Required work :: Examine the data below and state how many lines contain "outcrop", offering no other words.
------------------------------
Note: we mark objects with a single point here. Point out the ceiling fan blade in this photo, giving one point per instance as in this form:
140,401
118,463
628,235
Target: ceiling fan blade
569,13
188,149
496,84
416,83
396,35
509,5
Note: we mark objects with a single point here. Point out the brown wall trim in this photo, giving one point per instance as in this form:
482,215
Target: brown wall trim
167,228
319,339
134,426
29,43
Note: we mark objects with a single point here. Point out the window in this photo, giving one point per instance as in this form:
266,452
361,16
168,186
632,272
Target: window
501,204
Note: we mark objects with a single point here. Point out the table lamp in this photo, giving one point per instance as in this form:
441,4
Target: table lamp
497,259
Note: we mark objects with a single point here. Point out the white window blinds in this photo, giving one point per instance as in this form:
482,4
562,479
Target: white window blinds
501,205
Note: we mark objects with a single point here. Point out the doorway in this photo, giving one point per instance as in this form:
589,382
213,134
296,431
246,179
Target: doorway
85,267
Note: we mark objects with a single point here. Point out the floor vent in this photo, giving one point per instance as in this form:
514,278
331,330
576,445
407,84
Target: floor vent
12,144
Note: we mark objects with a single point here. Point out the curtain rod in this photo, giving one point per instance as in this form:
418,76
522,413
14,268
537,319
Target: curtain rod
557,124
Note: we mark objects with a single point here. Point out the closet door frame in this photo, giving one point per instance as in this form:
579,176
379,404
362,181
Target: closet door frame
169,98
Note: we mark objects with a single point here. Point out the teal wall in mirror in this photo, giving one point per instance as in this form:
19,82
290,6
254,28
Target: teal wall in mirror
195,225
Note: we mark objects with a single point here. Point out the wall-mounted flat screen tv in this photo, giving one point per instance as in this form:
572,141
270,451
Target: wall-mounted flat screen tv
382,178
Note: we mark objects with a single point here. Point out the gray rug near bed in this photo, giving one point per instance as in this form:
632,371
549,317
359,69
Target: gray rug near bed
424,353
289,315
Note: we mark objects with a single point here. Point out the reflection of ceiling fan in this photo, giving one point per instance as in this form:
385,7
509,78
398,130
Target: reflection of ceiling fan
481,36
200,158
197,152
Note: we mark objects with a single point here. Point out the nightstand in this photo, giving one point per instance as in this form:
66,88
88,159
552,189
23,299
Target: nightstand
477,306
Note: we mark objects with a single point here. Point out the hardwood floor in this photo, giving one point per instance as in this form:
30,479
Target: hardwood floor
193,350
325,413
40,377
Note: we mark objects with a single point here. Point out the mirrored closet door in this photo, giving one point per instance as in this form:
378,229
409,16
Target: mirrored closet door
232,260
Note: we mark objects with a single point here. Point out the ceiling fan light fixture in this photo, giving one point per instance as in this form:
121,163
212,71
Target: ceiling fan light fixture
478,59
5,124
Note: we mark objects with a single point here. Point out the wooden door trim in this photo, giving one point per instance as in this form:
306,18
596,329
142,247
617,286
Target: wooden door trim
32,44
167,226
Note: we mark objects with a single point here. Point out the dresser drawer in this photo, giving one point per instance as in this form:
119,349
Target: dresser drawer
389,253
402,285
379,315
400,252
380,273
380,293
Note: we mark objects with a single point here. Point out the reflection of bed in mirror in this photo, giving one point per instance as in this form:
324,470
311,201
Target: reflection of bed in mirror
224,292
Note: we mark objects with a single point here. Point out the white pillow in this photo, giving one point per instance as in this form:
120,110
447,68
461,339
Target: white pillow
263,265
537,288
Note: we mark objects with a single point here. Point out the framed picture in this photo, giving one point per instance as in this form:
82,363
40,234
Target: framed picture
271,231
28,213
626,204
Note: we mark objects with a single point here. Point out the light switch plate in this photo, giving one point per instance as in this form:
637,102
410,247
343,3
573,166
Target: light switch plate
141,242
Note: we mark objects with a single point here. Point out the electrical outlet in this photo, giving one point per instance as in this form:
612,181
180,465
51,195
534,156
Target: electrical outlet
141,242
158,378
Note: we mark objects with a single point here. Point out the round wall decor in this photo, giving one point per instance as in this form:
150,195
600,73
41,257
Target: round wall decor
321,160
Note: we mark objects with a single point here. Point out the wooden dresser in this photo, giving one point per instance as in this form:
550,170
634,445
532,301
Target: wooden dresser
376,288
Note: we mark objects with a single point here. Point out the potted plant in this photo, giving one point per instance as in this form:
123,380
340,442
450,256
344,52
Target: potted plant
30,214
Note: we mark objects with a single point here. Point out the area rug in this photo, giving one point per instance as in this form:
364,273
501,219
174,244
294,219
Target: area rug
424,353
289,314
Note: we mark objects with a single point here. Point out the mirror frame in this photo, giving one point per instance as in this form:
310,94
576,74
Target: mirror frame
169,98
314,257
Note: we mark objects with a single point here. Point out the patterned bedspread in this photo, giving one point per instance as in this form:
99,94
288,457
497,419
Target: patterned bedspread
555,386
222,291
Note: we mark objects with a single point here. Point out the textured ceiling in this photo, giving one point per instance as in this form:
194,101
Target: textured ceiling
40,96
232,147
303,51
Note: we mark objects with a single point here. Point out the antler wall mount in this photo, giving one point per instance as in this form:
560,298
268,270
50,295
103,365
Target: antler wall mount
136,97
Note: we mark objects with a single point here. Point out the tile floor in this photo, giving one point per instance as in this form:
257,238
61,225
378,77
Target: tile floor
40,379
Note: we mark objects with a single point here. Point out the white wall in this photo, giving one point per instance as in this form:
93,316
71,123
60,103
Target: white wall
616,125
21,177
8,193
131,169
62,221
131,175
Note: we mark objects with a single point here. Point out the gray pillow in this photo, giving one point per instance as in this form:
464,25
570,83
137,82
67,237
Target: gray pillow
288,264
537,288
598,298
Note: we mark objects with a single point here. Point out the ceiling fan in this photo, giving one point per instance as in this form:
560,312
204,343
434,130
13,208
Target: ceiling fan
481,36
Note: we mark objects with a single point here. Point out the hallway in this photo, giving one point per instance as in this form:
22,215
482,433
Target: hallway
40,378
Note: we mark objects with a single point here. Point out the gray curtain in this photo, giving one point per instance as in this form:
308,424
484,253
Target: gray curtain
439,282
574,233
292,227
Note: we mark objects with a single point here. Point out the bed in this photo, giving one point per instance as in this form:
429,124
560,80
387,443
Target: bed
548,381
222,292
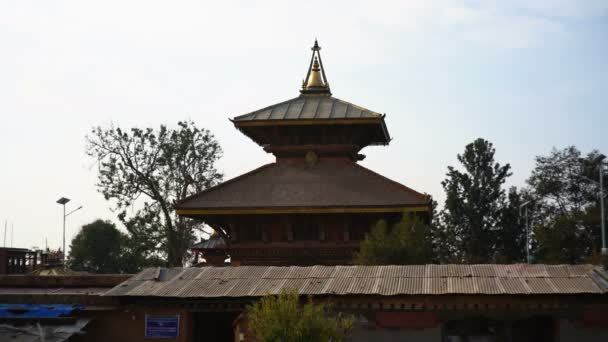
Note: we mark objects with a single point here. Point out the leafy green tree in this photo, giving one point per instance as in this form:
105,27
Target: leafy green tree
474,205
511,235
565,213
407,242
283,318
151,169
98,248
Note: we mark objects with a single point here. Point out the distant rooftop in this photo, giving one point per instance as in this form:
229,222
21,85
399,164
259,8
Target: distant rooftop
255,281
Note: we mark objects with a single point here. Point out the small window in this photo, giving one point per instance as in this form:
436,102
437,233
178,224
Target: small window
251,233
306,228
357,233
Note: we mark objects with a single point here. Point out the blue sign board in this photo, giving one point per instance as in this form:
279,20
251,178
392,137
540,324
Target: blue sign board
158,326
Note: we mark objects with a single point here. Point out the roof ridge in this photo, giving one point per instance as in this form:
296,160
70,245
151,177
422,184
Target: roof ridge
395,182
238,117
217,186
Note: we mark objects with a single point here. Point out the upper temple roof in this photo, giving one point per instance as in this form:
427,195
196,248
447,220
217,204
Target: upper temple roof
310,107
314,116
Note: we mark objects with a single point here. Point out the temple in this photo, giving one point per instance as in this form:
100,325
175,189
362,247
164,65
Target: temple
315,203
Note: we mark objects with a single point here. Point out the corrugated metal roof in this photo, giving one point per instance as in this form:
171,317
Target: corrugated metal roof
248,281
307,107
211,243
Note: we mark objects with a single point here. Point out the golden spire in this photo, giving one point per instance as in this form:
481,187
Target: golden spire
315,81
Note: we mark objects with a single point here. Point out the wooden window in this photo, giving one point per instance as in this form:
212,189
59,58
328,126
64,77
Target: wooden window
250,233
306,229
357,232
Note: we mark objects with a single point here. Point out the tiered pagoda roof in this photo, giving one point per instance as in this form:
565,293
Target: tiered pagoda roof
316,139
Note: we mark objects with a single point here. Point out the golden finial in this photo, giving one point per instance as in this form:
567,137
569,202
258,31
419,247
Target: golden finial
315,81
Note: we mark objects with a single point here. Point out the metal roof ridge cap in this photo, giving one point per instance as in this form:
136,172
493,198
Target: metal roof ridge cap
524,282
549,280
237,118
358,107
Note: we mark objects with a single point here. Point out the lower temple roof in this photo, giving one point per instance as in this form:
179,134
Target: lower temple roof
307,188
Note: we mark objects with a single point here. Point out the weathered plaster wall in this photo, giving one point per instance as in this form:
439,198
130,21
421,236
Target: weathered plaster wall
578,332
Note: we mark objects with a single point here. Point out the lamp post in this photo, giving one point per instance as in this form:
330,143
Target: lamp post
63,201
525,207
600,163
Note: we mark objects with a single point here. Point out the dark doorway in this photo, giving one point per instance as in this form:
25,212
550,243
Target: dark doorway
534,329
214,326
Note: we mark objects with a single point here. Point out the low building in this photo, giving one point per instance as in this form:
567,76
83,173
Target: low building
417,302
56,307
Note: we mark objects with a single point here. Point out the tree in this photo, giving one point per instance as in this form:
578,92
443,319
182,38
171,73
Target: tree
156,167
405,243
283,318
511,235
565,213
474,205
98,248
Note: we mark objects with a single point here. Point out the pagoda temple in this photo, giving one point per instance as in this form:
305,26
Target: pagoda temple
315,203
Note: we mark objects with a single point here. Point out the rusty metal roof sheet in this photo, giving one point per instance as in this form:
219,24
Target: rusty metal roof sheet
254,281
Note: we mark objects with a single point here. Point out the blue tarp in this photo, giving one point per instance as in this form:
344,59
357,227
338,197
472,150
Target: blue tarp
38,310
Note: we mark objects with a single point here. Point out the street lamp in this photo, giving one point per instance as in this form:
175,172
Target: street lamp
599,160
525,207
63,201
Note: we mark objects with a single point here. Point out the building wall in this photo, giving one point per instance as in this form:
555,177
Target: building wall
128,325
362,334
578,332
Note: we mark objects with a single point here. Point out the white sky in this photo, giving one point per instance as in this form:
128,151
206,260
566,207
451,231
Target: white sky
527,75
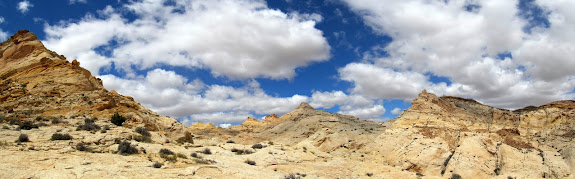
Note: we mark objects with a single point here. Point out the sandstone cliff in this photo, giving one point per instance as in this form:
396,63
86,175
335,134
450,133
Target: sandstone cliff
36,82
442,136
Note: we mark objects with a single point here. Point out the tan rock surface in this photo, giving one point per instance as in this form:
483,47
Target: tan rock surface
35,81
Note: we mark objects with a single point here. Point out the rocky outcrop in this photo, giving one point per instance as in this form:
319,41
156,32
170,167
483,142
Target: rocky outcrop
------------------------------
Answer space :: 2